Instructions for the task:
Please reproduce everything in the listing below verbatim, from its very beginning down to and including the line that contains "<point>272,149</point>".

++++++++++++++++++++

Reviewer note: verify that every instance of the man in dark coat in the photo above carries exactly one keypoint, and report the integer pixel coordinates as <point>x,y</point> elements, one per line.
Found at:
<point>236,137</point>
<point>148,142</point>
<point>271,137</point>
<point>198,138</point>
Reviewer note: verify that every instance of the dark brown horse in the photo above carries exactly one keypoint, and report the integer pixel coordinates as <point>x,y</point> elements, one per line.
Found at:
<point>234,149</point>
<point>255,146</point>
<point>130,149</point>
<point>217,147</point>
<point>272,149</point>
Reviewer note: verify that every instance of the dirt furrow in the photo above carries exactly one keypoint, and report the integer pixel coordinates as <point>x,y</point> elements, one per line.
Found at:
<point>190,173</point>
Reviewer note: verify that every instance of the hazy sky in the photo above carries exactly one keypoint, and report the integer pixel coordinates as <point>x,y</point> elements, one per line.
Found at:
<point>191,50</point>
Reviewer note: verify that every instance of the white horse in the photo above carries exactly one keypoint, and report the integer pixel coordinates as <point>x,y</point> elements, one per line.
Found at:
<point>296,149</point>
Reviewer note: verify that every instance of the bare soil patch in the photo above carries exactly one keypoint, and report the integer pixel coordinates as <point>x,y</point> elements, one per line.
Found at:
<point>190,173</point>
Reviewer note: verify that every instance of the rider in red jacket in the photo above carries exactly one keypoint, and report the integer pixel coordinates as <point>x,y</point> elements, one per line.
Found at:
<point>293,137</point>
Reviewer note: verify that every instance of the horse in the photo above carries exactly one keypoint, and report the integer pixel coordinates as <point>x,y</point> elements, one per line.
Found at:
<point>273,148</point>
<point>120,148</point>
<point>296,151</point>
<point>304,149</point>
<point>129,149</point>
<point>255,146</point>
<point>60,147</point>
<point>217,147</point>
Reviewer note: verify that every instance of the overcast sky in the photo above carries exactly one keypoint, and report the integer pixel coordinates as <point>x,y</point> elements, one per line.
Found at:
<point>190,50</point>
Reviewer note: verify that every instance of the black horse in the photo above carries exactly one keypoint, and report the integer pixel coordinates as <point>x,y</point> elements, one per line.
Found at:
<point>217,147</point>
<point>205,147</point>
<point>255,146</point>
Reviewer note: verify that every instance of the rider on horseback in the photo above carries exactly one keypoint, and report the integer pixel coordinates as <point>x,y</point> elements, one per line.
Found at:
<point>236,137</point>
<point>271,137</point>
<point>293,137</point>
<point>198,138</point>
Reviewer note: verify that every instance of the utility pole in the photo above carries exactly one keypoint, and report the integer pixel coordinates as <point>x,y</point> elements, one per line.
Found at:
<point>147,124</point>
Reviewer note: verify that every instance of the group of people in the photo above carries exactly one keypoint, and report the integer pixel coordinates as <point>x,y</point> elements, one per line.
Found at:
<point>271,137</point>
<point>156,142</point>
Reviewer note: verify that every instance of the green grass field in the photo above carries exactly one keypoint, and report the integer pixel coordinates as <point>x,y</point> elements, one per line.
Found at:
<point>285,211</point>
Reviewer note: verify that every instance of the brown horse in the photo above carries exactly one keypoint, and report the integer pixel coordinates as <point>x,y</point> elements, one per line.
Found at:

++++++++++++++++++++

Response to this task:
Reviewer note: verify that every instance of the man in dark coat in the photo above carries exactly one keypoint, and report the integer pixel coordinates as <point>x,y</point> elements, one per line.
Found at:
<point>236,137</point>
<point>148,142</point>
<point>271,137</point>
<point>198,138</point>
Reviewer note: verify that every instance of the dark brown horse in the photo above carries exactly one keypoint, and report the integer pixel coordinates as <point>x,y</point> elements, one per line.
Found at:
<point>234,149</point>
<point>255,146</point>
<point>130,149</point>
<point>217,147</point>
<point>272,149</point>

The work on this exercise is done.